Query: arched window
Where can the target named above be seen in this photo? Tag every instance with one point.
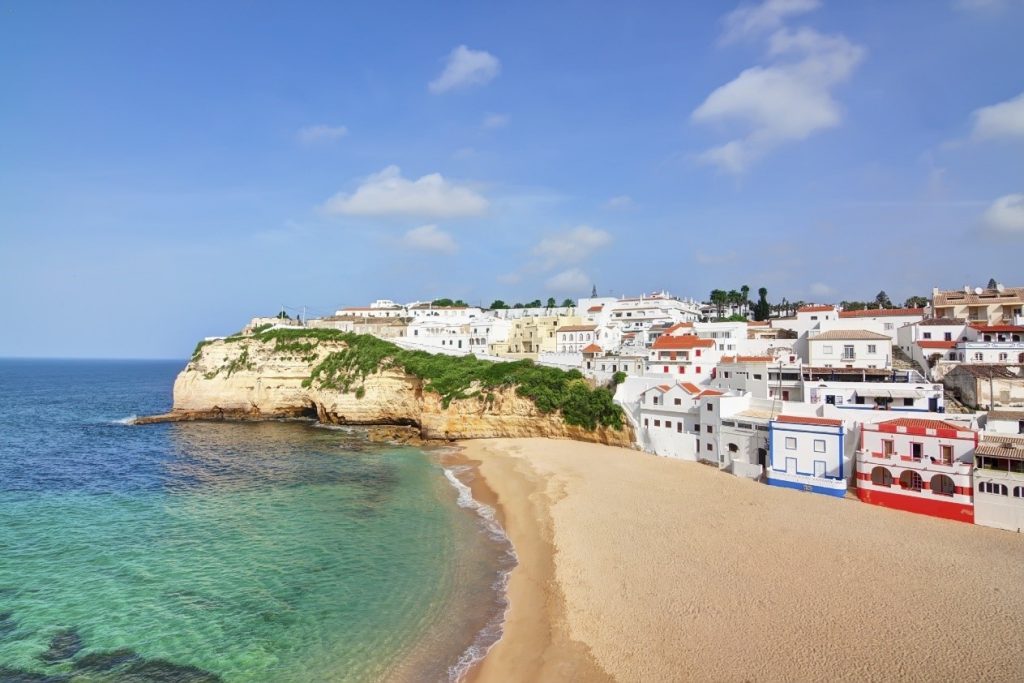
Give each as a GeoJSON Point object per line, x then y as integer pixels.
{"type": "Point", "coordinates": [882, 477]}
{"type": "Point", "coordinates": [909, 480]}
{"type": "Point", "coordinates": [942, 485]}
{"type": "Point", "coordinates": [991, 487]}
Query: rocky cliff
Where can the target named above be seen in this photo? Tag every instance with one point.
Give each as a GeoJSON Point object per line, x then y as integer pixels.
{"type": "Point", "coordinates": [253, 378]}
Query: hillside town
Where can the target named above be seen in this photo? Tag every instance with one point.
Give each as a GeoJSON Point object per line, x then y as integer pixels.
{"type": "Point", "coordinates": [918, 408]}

+++++

Description of the task: Reproduce all of the records above, changing each "photo" to "image" and keeping everything else the same. Leave the pictures out.

Response to this exercise:
Query: arched window
Where can the target named above be seen in this image? Tag every instance with one point.
Give each as a GeoJSON Point object per line, x then y as integer pixels.
{"type": "Point", "coordinates": [882, 477]}
{"type": "Point", "coordinates": [909, 480]}
{"type": "Point", "coordinates": [942, 485]}
{"type": "Point", "coordinates": [991, 487]}
Query: rocky cliff
Where can the target named above be seen in this image? Tag every instance with one point.
Give each as a GeoJSON Point object per line, x then y as integer pixels.
{"type": "Point", "coordinates": [253, 378]}
Query: hillside town
Where can the target named above be seen in this image? Tag every instance with one point.
Give each as a GeoJSON Point object per line, x then y as integer pixels.
{"type": "Point", "coordinates": [918, 408]}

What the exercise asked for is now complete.